(Detection annotation records)
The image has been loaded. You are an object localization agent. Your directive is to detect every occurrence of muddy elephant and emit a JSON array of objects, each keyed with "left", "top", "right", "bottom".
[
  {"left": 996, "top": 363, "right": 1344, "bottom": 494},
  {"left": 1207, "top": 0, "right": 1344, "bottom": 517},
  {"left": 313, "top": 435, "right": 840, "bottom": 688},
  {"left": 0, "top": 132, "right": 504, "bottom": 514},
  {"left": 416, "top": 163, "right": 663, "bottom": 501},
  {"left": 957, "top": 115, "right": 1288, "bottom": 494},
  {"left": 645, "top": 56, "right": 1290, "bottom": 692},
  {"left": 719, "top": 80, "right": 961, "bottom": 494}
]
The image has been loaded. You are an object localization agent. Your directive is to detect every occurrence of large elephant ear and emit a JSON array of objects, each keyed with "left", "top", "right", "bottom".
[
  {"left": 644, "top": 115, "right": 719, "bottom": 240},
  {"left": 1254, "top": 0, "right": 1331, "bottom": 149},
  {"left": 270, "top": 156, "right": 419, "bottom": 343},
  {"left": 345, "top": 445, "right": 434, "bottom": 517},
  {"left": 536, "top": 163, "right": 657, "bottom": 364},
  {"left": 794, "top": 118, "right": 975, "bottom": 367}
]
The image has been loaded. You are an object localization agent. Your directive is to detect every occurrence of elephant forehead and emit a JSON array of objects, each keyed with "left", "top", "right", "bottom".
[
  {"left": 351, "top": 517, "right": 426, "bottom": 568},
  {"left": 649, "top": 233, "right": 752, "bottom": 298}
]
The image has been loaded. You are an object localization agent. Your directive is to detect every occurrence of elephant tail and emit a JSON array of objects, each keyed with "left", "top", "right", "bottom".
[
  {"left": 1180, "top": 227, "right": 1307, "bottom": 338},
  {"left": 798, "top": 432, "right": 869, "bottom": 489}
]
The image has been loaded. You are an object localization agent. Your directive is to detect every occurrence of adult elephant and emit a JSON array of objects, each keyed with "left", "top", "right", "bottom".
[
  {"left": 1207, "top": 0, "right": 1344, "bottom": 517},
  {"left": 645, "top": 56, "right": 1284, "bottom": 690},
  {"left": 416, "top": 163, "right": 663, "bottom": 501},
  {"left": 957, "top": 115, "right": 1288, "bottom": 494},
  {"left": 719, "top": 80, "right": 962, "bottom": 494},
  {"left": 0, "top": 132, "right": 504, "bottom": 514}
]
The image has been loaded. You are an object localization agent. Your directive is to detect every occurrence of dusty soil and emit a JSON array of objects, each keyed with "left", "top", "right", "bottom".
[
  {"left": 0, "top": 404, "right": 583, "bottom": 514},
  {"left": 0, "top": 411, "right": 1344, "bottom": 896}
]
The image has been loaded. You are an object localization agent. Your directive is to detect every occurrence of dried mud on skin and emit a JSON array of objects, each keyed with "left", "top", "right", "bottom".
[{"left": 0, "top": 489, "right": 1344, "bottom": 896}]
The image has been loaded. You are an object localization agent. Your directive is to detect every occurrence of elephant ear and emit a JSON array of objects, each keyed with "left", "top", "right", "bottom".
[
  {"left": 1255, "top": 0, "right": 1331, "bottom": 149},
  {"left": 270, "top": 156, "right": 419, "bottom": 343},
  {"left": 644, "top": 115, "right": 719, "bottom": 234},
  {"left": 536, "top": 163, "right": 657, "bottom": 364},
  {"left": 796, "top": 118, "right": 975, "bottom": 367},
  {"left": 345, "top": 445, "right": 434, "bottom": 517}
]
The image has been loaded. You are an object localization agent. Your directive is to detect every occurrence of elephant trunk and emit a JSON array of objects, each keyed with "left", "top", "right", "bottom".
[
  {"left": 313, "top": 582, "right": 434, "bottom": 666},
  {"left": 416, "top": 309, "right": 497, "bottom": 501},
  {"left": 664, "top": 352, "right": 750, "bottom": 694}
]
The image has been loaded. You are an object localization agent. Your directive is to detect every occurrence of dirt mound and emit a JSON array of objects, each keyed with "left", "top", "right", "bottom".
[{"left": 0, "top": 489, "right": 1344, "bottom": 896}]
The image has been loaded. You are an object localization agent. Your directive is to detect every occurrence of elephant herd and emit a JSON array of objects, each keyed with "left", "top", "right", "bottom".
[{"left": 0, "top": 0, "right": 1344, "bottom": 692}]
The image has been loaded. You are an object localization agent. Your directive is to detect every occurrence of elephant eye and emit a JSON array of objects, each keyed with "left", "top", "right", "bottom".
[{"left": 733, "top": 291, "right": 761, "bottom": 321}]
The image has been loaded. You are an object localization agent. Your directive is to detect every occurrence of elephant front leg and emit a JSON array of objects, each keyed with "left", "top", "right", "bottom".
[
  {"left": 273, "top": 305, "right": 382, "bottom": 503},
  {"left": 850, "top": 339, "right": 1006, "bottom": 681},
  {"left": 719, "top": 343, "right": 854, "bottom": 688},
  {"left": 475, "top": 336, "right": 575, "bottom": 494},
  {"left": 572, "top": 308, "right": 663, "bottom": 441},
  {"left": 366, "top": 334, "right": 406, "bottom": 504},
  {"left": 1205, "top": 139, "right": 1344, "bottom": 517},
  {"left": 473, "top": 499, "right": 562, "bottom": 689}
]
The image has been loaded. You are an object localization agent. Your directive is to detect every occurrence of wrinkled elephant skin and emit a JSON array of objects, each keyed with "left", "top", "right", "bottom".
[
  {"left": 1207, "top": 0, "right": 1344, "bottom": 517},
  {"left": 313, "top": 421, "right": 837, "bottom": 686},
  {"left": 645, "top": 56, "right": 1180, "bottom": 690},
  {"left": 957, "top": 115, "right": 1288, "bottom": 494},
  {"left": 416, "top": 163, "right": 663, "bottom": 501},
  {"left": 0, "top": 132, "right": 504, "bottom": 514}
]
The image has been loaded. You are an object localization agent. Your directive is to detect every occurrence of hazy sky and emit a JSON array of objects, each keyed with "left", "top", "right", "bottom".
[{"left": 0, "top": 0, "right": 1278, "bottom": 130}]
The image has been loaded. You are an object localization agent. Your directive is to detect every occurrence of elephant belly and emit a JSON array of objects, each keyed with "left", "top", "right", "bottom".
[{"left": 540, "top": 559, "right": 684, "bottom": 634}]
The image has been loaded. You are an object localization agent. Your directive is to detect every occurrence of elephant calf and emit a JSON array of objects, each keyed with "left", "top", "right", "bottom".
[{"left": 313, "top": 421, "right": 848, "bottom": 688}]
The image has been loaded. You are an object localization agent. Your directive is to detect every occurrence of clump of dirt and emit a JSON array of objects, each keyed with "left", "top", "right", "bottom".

**The exercise:** Return every line of the records above that contains the string "dirt".

**Worked solution:**
The image has been loaded. You are an object localization agent. Your directive is to detect every occurrence of dirt mound and emit a JSON array of objects, each keyed with "left", "top", "right", "bottom".
The image has been loaded. You are an object localization agent. Your directive is to detect every occurrence of clump of dirt and emit a JSON array of objects, each keyed with "left", "top", "right", "bottom".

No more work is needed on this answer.